(Beginning of Given data)
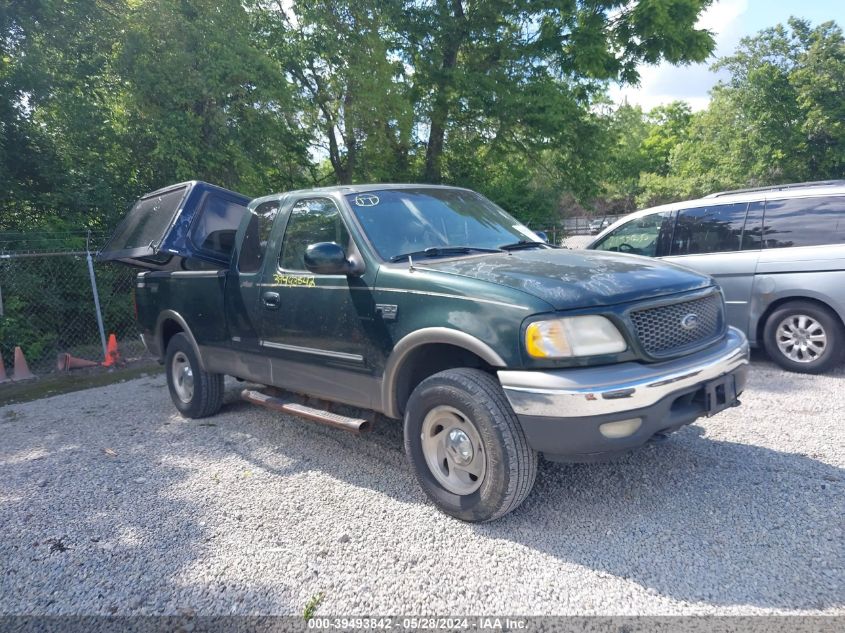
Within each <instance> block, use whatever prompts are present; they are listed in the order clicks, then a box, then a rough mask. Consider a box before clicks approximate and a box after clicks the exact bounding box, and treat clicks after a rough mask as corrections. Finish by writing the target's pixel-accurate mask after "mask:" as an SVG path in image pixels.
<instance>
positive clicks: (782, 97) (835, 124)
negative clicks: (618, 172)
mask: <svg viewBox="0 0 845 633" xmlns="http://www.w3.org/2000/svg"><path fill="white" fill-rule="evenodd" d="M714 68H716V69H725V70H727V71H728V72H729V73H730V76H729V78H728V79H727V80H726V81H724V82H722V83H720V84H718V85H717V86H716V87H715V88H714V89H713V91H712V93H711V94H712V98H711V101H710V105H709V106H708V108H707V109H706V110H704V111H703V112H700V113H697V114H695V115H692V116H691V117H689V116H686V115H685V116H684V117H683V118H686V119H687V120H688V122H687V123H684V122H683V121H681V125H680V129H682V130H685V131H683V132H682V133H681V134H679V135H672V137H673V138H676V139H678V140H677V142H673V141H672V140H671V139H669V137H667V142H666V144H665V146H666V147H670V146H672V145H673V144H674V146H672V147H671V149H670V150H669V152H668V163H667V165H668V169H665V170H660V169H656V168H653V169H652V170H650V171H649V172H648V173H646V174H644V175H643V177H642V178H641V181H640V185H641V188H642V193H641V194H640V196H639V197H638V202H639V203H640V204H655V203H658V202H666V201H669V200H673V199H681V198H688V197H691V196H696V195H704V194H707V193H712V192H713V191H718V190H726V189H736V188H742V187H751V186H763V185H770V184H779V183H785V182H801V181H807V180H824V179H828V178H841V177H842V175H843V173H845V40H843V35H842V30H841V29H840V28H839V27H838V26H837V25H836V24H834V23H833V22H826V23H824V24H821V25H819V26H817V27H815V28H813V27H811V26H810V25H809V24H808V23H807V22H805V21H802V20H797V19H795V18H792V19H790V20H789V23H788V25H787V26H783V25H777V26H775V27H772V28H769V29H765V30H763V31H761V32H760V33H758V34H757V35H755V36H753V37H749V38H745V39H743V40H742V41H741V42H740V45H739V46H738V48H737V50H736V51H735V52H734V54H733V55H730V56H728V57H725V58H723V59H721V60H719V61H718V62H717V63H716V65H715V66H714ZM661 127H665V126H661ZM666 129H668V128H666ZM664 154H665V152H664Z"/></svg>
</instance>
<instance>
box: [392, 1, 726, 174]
(End of Given data)
(Beginning of Given data)
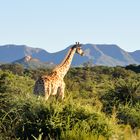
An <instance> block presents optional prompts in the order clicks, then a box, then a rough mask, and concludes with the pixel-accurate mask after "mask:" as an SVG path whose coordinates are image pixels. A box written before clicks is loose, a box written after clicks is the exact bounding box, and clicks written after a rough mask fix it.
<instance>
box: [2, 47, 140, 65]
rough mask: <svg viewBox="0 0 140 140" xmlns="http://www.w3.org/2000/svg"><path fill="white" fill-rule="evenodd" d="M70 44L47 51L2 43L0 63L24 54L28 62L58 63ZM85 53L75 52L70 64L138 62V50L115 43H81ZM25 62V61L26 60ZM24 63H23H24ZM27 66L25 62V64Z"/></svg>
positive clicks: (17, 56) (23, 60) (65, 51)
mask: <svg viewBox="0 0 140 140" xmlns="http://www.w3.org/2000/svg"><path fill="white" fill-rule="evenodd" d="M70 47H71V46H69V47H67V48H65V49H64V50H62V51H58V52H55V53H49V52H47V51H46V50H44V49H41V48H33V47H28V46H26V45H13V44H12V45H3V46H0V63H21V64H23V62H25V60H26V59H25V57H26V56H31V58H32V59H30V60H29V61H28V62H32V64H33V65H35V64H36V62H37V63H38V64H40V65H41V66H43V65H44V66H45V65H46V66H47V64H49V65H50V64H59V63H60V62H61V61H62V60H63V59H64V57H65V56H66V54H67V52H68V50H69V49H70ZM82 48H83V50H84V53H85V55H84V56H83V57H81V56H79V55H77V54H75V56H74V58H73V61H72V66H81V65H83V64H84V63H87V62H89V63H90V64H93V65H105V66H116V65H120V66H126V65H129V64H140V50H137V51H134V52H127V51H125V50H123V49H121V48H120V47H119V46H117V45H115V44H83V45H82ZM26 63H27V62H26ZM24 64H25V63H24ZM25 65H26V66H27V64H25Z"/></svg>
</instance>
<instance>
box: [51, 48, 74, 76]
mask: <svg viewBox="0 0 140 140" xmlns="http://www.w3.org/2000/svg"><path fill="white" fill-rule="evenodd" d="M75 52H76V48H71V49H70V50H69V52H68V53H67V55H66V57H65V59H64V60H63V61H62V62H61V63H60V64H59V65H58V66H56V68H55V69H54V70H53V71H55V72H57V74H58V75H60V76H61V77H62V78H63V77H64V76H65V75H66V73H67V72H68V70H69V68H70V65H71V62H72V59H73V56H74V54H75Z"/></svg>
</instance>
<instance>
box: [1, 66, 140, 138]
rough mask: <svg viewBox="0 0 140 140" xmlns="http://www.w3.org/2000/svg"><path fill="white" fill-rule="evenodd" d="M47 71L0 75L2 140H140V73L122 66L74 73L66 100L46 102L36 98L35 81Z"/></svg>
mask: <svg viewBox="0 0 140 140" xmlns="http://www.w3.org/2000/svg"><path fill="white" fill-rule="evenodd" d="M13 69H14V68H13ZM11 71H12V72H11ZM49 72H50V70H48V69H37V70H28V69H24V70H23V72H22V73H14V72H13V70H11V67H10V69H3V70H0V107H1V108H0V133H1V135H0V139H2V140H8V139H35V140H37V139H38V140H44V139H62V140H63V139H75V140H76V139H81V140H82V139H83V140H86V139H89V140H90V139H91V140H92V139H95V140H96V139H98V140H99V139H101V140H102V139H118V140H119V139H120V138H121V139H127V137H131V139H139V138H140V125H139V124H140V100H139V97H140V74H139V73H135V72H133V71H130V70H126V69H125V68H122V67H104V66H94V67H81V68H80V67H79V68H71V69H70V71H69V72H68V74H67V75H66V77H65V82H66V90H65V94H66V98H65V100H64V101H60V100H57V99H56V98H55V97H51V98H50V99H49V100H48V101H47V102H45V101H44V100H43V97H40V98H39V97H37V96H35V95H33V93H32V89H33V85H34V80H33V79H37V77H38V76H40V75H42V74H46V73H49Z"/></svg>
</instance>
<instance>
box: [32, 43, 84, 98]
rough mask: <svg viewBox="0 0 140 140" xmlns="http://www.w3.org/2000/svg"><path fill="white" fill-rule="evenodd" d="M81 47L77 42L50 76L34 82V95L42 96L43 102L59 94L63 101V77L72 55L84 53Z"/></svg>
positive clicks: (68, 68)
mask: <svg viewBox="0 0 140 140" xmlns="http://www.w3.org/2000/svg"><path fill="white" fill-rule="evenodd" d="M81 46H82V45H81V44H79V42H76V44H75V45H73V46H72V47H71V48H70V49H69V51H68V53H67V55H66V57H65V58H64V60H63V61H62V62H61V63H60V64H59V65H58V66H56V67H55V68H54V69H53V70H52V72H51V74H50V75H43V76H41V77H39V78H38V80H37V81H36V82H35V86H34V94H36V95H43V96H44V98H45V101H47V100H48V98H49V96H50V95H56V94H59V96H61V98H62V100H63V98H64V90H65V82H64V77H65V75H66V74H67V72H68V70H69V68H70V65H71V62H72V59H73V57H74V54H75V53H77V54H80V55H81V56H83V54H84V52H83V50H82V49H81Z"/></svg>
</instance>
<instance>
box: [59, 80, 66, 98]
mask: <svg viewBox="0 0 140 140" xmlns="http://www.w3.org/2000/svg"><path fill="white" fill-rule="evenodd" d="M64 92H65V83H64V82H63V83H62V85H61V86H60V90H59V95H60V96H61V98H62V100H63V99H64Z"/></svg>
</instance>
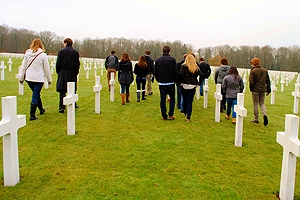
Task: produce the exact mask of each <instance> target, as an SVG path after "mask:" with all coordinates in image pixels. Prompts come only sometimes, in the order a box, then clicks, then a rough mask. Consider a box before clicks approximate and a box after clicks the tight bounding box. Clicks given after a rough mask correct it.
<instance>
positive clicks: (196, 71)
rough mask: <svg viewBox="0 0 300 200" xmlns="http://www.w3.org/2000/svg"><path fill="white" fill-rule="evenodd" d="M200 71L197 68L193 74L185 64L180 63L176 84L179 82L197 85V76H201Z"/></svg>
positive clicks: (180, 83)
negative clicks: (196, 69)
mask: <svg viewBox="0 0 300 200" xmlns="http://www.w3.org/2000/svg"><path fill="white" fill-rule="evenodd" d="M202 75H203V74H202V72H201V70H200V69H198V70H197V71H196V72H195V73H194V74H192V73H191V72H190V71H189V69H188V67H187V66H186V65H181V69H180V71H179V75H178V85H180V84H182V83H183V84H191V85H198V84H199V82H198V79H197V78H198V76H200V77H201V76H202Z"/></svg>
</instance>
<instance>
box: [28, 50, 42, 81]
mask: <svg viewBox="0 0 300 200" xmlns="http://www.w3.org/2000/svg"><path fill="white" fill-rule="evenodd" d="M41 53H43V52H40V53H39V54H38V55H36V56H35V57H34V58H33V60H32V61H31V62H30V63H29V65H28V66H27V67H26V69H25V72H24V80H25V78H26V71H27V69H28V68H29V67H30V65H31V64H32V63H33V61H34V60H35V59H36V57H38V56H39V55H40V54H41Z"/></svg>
(End of Given data)
(Beginning of Given data)
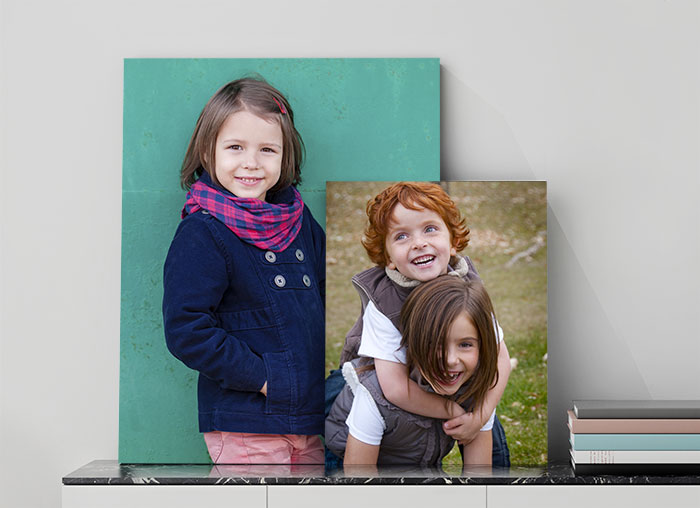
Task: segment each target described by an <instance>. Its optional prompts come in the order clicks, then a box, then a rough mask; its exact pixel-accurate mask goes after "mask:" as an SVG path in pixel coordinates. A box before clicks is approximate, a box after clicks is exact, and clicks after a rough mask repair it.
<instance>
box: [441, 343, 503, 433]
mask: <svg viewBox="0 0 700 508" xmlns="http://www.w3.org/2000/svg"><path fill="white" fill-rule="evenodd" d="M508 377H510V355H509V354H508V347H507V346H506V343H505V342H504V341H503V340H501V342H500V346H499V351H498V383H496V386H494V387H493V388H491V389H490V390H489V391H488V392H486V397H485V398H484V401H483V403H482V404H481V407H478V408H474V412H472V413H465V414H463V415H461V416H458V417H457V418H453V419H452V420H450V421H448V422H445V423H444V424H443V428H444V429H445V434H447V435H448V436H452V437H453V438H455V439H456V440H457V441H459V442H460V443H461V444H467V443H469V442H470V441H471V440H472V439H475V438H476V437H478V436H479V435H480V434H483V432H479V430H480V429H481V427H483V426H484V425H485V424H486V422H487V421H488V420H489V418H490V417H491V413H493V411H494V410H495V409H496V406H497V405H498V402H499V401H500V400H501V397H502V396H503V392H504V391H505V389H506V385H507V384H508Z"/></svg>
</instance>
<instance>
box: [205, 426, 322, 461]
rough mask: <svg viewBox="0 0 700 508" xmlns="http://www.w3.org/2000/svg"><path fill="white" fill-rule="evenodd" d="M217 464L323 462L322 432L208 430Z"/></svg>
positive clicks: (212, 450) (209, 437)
(End of Given data)
Copy the stretch of the records above from the line containing "Within each <instance>" through the line containing "negative clicks: (618, 172)", character for character.

Within each <instance> block, use whatever prompts are present; they are listed in the order clicks, then a box, then a rough mask. Consider a box before clicks approximate and a box after clicks the exact bounding box, and treat clicks after a rough mask as corrections. Finish by writing the target's pixel-accurate mask after "mask:" as an SVG path in image pixels.
<instance>
positive clicks: (782, 97) (835, 124)
negative clicks: (618, 172)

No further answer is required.